DATA RECORDS -
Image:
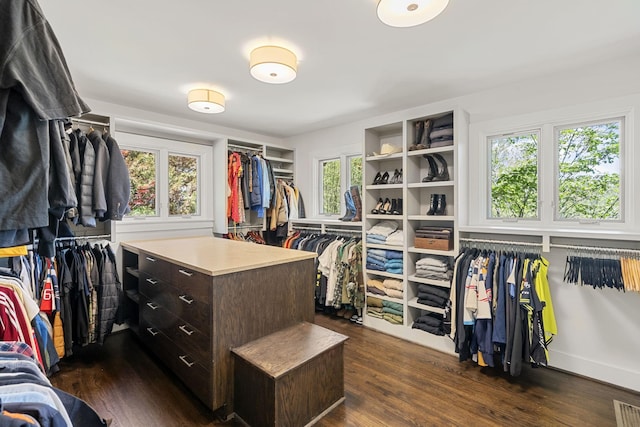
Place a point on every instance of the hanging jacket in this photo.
(118, 182)
(109, 292)
(85, 183)
(100, 174)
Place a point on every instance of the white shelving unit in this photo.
(416, 196)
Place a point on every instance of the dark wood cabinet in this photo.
(200, 297)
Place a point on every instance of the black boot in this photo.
(433, 203)
(357, 202)
(441, 206)
(442, 172)
(378, 206)
(433, 168)
(351, 209)
(419, 132)
(397, 207)
(394, 207)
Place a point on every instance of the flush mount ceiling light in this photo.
(408, 13)
(273, 64)
(206, 101)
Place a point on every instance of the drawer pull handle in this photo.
(184, 360)
(185, 299)
(184, 329)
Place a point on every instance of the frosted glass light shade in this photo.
(206, 101)
(273, 64)
(408, 13)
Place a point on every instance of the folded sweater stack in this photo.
(433, 296)
(385, 232)
(384, 260)
(374, 307)
(434, 267)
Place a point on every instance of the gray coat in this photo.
(87, 157)
(118, 182)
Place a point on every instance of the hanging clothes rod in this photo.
(96, 237)
(244, 148)
(89, 122)
(597, 249)
(500, 242)
(307, 228)
(343, 230)
(246, 227)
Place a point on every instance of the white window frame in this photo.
(345, 178)
(536, 131)
(347, 169)
(320, 182)
(622, 156)
(164, 148)
(478, 178)
(199, 184)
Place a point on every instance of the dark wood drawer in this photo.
(178, 302)
(181, 333)
(191, 282)
(151, 286)
(192, 341)
(180, 362)
(154, 266)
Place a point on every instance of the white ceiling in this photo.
(149, 54)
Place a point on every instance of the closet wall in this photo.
(596, 328)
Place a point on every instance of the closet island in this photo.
(192, 300)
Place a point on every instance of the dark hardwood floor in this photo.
(388, 382)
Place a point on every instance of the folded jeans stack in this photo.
(393, 288)
(392, 312)
(433, 323)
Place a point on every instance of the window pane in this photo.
(183, 185)
(330, 190)
(589, 172)
(514, 176)
(355, 171)
(142, 172)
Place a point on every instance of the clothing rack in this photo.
(245, 227)
(597, 249)
(500, 242)
(256, 150)
(92, 237)
(342, 230)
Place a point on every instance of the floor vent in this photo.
(626, 415)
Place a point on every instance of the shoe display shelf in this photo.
(429, 191)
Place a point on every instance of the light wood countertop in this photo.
(216, 256)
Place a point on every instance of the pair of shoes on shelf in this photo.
(438, 170)
(353, 203)
(388, 206)
(381, 178)
(437, 205)
(397, 177)
(422, 131)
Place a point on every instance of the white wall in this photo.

TASK -
Return the entries unchanged, save for the pictures, which do not belong in the copy.

YOUR RESPONSE -
Image:
Place a point on every instance of the hanging jacket in this photo.
(118, 182)
(109, 292)
(85, 183)
(100, 174)
Place a point on every instance of the white shelving unit in this photo.
(416, 196)
Place a point on every instance of the dark wood cabinet in this photo.
(200, 297)
Place a point on every instance of the black boot in this photo.
(433, 203)
(357, 202)
(441, 206)
(442, 172)
(378, 206)
(433, 168)
(351, 209)
(419, 132)
(397, 207)
(394, 207)
Place a point on every instance of the flush mount ceiling light in this photo.
(408, 13)
(273, 64)
(206, 101)
Place a point on every instance of the drawer pull handle in this photo.
(184, 360)
(185, 299)
(184, 329)
Place a point on every instance of the frosted glass light shade in this photo.
(206, 101)
(273, 64)
(408, 13)
Place a point on every instance of the folded sweater stack in this photo.
(433, 296)
(385, 232)
(384, 260)
(374, 307)
(434, 267)
Place a point on every instance of the gray coat in this photo.
(87, 157)
(118, 182)
Place a point on every instance of the hanging clothes rod in this photo.
(96, 237)
(244, 148)
(89, 122)
(597, 249)
(500, 242)
(307, 228)
(343, 230)
(246, 227)
Place a point on every instance of the white window frame in this photo.
(345, 178)
(536, 131)
(347, 169)
(320, 182)
(622, 156)
(164, 148)
(478, 178)
(199, 184)
Place a point on every instance of the dark wood drawer in this photo.
(178, 302)
(181, 333)
(191, 282)
(151, 286)
(192, 341)
(180, 362)
(154, 266)
Place a point on every instance of the white ceiling in this photo.
(149, 54)
Place a point on every instance of the closet wall in this photo.
(596, 328)
Place a point on every instance of the closet island in this photo.
(192, 300)
Place a point on every instance of the dark hardwood floor in this photo.
(388, 382)
Place a point on every instance of the folded jeans stack in this photo.
(393, 288)
(392, 312)
(433, 323)
Place a point on every instance of the window pane in this photo.
(183, 185)
(330, 190)
(589, 172)
(514, 176)
(355, 171)
(142, 172)
Place a point on every instance of the clothing rack in this photo.
(245, 227)
(597, 249)
(500, 242)
(256, 150)
(92, 237)
(342, 230)
Place a point on every instance of the floor vent in this photo.
(626, 415)
Place a point on every instance of the shoe display shelf in this photo.
(429, 191)
Place a point on every instance of the light wood countertop in this photo.
(216, 256)
Place a point on every instance of the pair of shoes on shelf in this photo.
(438, 170)
(353, 203)
(388, 206)
(381, 178)
(437, 205)
(397, 177)
(422, 131)
Place a point on every instance of the white wall in this photo.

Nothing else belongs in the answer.